| Selected extract |

Dear Friends, Neighbors, and Fellow Fairbanksans,
Last Thursday, the House passed its version of the Fiscal Year 2020 (FY20) operating budget, with Democrats, Republicans, and Independents voting to pass a budget which aims to protect Alaska’s education, public safety, transportation, and health care programs. While I do not feel that the budget is perfect, it is a great improvement on the budget proposed by the governor two months ago.
After the House Finance committee and subcommittees spent weeks analyzing and amending the budget, we spent three days voting on amendments before ultimately passing a budget which cuts over $200M in spending while avoiding the draconian, unsustainable cuts proposed by the governor. The impact of every single cut was carefully analyzed, with the goal of streamlining government without wrecking the economy.
In the University subcommittee, in an attempt to ameloriate some of the effects of previous cuts, I offered (and the committee accepted) an amendment which added $10M to the University budget. The finance committee then stripped this amendment and reduced the University budget by an additional $10M. I offered the same amendment on the House floor. Many amendments (including mine) were ‘rolled to the bottom’ and were ultimately not considered. While I am glad that we avoided a lengthy debate regarding guns on campus or abortion restrictions (neither of which have a thing to do with the budget), I was frustrated that the House chose to reduce the University budget.

| Provided records |

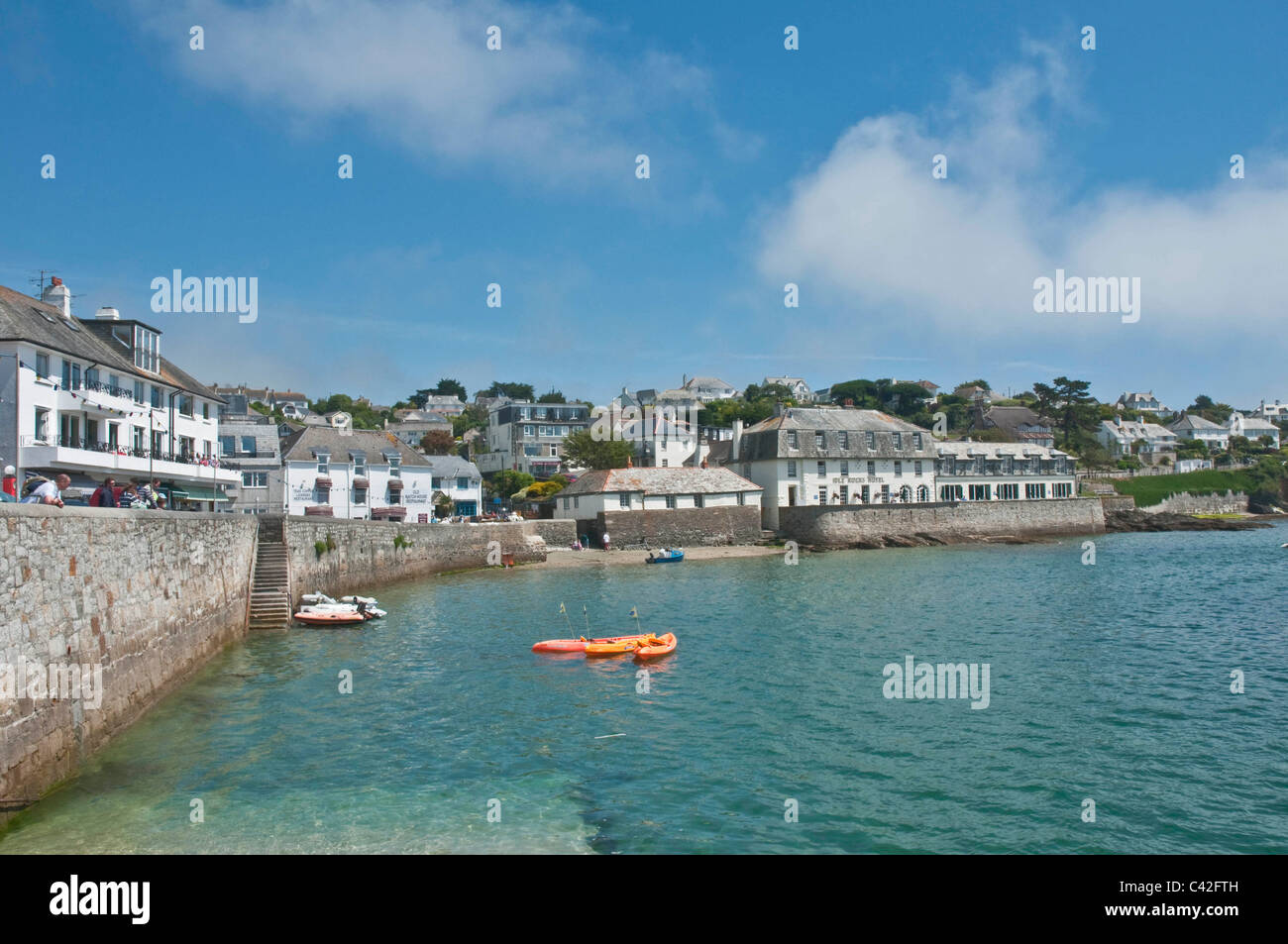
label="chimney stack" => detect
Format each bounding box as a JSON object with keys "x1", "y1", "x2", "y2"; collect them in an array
[{"x1": 40, "y1": 275, "x2": 72, "y2": 321}]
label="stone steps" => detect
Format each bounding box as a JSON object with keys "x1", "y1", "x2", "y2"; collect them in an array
[{"x1": 248, "y1": 519, "x2": 291, "y2": 630}]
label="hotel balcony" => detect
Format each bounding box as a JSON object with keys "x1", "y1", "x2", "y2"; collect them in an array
[{"x1": 20, "y1": 437, "x2": 241, "y2": 485}]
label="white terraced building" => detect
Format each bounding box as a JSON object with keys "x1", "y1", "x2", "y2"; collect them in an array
[
  {"x1": 0, "y1": 278, "x2": 240, "y2": 511},
  {"x1": 555, "y1": 467, "x2": 761, "y2": 519},
  {"x1": 935, "y1": 441, "x2": 1078, "y2": 501},
  {"x1": 725, "y1": 407, "x2": 937, "y2": 529},
  {"x1": 282, "y1": 426, "x2": 434, "y2": 523}
]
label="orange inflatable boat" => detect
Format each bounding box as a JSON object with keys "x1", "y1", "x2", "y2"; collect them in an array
[
  {"x1": 295, "y1": 609, "x2": 368, "y2": 626},
  {"x1": 635, "y1": 632, "x2": 677, "y2": 660}
]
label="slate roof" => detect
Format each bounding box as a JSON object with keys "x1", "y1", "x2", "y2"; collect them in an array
[
  {"x1": 559, "y1": 467, "x2": 763, "y2": 497},
  {"x1": 935, "y1": 439, "x2": 1069, "y2": 459},
  {"x1": 738, "y1": 407, "x2": 935, "y2": 463},
  {"x1": 0, "y1": 279, "x2": 224, "y2": 403},
  {"x1": 282, "y1": 426, "x2": 430, "y2": 467},
  {"x1": 425, "y1": 456, "x2": 483, "y2": 479},
  {"x1": 1167, "y1": 413, "x2": 1225, "y2": 432}
]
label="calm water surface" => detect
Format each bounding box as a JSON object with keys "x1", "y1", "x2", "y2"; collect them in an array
[{"x1": 0, "y1": 527, "x2": 1288, "y2": 853}]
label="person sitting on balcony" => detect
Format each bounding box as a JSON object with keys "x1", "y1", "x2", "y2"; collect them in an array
[
  {"x1": 89, "y1": 477, "x2": 119, "y2": 507},
  {"x1": 22, "y1": 475, "x2": 72, "y2": 507}
]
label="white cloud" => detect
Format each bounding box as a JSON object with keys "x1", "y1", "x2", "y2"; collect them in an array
[
  {"x1": 757, "y1": 44, "x2": 1288, "y2": 338},
  {"x1": 134, "y1": 0, "x2": 731, "y2": 187}
]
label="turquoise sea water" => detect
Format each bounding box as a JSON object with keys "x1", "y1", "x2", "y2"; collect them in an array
[{"x1": 0, "y1": 527, "x2": 1288, "y2": 853}]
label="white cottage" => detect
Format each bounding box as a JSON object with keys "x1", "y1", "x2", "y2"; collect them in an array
[{"x1": 282, "y1": 426, "x2": 434, "y2": 523}]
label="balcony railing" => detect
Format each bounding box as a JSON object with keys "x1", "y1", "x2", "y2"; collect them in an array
[{"x1": 22, "y1": 435, "x2": 219, "y2": 469}]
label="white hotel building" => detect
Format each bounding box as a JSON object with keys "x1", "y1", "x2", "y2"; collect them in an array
[
  {"x1": 0, "y1": 278, "x2": 239, "y2": 510},
  {"x1": 935, "y1": 441, "x2": 1078, "y2": 501},
  {"x1": 726, "y1": 407, "x2": 937, "y2": 529}
]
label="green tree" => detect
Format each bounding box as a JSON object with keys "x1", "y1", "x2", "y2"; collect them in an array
[
  {"x1": 1033, "y1": 377, "x2": 1100, "y2": 450},
  {"x1": 452, "y1": 403, "x2": 486, "y2": 438},
  {"x1": 420, "y1": 429, "x2": 456, "y2": 456},
  {"x1": 433, "y1": 377, "x2": 469, "y2": 400},
  {"x1": 474, "y1": 380, "x2": 532, "y2": 400},
  {"x1": 483, "y1": 469, "x2": 536, "y2": 498},
  {"x1": 563, "y1": 429, "x2": 635, "y2": 469}
]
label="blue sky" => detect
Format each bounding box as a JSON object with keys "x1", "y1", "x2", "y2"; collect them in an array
[{"x1": 0, "y1": 0, "x2": 1288, "y2": 407}]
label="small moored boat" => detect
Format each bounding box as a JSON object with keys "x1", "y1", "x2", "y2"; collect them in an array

| Task to carry out |
In the letter about the FY20 operating budget, how much spending does the budget passed by the House cut?

| Completed exercise |
It cuts over $200M in spending.